───── Data for this task
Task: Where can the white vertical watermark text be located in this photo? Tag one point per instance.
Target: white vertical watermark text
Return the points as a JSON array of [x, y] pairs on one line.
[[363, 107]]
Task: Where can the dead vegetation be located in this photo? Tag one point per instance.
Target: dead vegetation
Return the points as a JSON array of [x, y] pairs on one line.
──────────
What this task involves »
Set out exactly the lines from the one bearing "Target: dead vegetation" through the end of the data, including both ends and omitting all others.

Exercise answer »
Target: dead vegetation
Return the points as a JSON array of [x, y] pairs on one line.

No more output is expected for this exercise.